Material for the task START

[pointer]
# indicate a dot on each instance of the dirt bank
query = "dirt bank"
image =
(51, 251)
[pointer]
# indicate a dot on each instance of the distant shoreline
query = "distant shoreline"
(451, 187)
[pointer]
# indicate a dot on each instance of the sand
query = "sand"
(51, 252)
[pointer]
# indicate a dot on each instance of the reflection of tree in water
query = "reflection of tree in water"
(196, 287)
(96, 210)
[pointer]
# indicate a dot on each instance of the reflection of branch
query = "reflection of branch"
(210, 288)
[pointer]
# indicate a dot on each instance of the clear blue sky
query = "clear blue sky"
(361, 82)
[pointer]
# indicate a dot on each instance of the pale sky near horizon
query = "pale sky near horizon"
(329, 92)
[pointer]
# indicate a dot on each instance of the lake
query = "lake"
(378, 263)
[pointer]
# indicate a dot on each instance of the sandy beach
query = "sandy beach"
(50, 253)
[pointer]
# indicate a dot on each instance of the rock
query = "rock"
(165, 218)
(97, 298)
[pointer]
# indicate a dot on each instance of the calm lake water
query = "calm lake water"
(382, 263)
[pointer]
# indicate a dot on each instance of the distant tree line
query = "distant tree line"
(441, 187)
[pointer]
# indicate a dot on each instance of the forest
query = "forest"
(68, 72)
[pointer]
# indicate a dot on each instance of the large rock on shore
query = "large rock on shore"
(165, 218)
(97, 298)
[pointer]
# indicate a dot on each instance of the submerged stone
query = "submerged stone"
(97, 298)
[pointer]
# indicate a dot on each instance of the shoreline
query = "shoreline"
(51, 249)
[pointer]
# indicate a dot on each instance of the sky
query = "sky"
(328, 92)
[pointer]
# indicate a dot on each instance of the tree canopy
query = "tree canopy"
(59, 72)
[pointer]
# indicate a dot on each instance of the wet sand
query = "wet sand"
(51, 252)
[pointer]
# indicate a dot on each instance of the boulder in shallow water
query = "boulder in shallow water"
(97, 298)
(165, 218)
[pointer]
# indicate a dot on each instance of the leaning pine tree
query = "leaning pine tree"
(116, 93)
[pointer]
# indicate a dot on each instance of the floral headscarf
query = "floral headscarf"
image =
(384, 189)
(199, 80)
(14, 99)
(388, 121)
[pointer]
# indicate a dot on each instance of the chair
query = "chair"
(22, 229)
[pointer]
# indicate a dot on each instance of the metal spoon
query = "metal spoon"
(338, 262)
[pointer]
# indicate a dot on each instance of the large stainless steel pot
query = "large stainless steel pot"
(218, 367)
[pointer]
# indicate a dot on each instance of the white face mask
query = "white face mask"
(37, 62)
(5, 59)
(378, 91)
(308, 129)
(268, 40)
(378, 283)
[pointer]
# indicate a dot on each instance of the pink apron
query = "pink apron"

Material for the task END

Only the lines holding "bank" are wanted, so copy each of them from the material.

# indicate a dot on each instance of the dirt bank
query = "dirt bank"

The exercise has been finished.